* Required work: In this exercise, return the whole listing exactly, excluding any images.

* Data section:
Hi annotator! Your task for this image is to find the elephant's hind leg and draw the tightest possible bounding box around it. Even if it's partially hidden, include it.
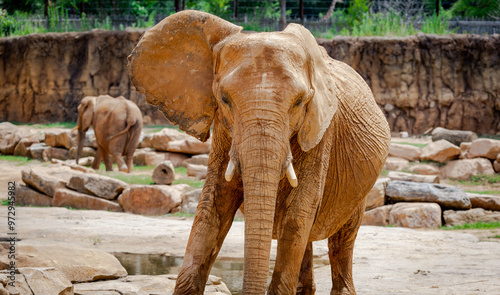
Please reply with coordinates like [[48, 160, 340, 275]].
[[296, 242, 316, 295], [328, 204, 364, 295]]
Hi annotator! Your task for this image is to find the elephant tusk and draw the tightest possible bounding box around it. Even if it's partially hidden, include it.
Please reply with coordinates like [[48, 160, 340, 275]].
[[286, 162, 298, 188], [225, 159, 235, 182], [72, 126, 79, 132]]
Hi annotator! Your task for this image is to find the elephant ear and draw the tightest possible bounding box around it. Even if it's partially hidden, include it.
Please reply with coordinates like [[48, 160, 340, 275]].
[[284, 24, 339, 152], [128, 10, 242, 141]]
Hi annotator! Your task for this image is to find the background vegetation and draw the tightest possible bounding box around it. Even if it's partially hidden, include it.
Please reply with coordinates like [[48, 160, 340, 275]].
[[0, 0, 499, 37]]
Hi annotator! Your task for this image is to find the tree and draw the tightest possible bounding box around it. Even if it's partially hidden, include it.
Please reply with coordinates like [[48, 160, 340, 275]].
[[451, 0, 500, 19], [321, 0, 343, 21], [279, 0, 286, 30]]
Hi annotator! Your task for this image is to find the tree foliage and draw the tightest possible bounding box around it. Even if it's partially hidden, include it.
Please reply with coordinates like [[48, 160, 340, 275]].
[[451, 0, 500, 18]]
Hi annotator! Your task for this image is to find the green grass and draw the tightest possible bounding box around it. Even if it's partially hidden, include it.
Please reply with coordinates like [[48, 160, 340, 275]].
[[175, 167, 187, 174], [0, 155, 32, 165], [173, 179, 205, 189], [143, 125, 180, 133], [457, 174, 500, 186], [489, 235, 500, 239], [396, 142, 428, 149], [1, 199, 9, 206], [466, 190, 500, 196], [13, 122, 76, 129], [98, 171, 154, 185], [132, 165, 156, 171], [441, 221, 500, 230], [167, 212, 196, 218]]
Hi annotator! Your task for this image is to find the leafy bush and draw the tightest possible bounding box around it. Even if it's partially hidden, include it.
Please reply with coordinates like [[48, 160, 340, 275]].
[[451, 0, 500, 18]]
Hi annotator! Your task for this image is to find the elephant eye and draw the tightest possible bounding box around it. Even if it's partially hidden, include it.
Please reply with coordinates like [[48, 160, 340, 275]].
[[293, 96, 303, 108], [221, 95, 232, 108]]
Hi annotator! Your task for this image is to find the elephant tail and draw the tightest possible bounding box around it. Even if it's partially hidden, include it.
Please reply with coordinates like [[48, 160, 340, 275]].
[[122, 120, 142, 156], [107, 118, 137, 142]]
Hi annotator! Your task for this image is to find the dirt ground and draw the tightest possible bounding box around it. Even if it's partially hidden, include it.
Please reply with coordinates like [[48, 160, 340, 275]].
[[1, 155, 500, 294]]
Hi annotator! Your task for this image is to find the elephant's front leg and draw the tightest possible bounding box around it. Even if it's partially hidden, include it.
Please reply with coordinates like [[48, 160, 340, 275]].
[[269, 138, 331, 294], [174, 163, 243, 294]]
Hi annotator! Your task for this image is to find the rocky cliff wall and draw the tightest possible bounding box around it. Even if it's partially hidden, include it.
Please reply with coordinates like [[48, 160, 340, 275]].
[[318, 34, 500, 135], [0, 29, 168, 125], [1, 31, 499, 134]]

* Response:
Hi annotator! Your task for this image is to find the elephant's hind leg and draw the tightest possible bounding box around it. Even if it's partially hidden, include it.
Please reply with coordinates like [[48, 160, 340, 275]].
[[296, 242, 316, 295], [328, 204, 364, 295]]
Hi annotator! Your task for this image is to find the elephant tusk and draw the tightest possible bounding box around it. Even if it's partially hidden, include it.
Please reply with coordinates like [[48, 160, 340, 275]].
[[286, 162, 298, 188], [225, 159, 235, 182], [72, 126, 79, 132]]
Hi annotator! Your task for this image is to find the elephant ear and draw the tightest possible bounding box around it. Even if it's partially hidden, include it.
Please reply with coordinates like [[48, 160, 340, 275]].
[[284, 24, 339, 152], [128, 10, 242, 141]]
Hi annotator! Your task for this image is to find the background vegetation and draw the tightest possible bounding box around it. Even if it's partially hidden, include it.
Please reply with coordinates like [[48, 160, 340, 275]].
[[0, 0, 499, 37]]
Hi annotator! Your task for this image is to find the tree and draw the tightest possible bounding box around it. Even if it's partially hidden, include it.
Please reply with coordinates like [[48, 160, 340, 275]].
[[451, 0, 500, 19], [321, 0, 343, 21], [279, 0, 286, 30]]
Hi annotator! Your task for this image is to find the tree foliage and draw the tightest possible bounding box around it. Even if it's partially hidden, include it.
Please reply with coordinates like [[48, 160, 340, 275]].
[[451, 0, 500, 18]]
Hi annotator! Your task for this image is to find the green grass and draw the tightest possible bounding box around it. Even if it's partially hidden, include it.
Please reply with coordinates like [[48, 160, 340, 275]].
[[175, 167, 187, 174], [0, 155, 32, 165], [173, 179, 205, 189], [143, 125, 180, 133], [457, 174, 500, 186], [489, 235, 500, 239], [396, 142, 428, 149], [1, 199, 9, 206], [466, 190, 500, 196], [13, 122, 76, 129], [98, 171, 154, 185], [132, 165, 156, 171], [441, 221, 500, 230], [167, 212, 196, 218]]
Hi annotator! Your task for this image is to find the leafy bush and draw the tightest possible bounding box around it. Even if it's partially hidden, include it.
Please reply with coordinates like [[48, 160, 340, 275]].
[[451, 0, 500, 18]]
Hi annotator! Your task for this image is to find the elephant eye and draw the tightest possible bounding box around it. Even if it's partially hidden, include it.
Please reply with coordinates like [[48, 160, 340, 275]].
[[293, 96, 303, 108], [221, 95, 232, 108]]
Hi annotator! Your task for this image is to find the elephant tail and draw the tightest possible bounding box around it. Even if it's partially hidden, include it.
Please reply with coordinates like [[48, 160, 340, 275]].
[[122, 120, 142, 156], [107, 118, 137, 142]]
Hi annotator! Your task for this image is to find the dirt ground and draw the tightest possible bounding box around it. Even if it's partially hidden, include it.
Please reply with coordinates like [[48, 160, 340, 275]].
[[1, 155, 500, 294]]
Hi annotator! Your task for this image is to find the elephant's front leg and draw the tightest possible bounding box around it. Even if it's partially hidden, include it.
Please reply with coordinates like [[48, 160, 340, 275]].
[[269, 138, 331, 294], [174, 163, 243, 294]]
Hi annotator! Your task for this image is to find the rocky cliff wall and draw the tightest possible bounding box around it. Even if it's partially hidden, include it.
Please reply with coordinates like [[48, 160, 340, 275]].
[[318, 34, 500, 135], [0, 29, 168, 125], [1, 31, 499, 134]]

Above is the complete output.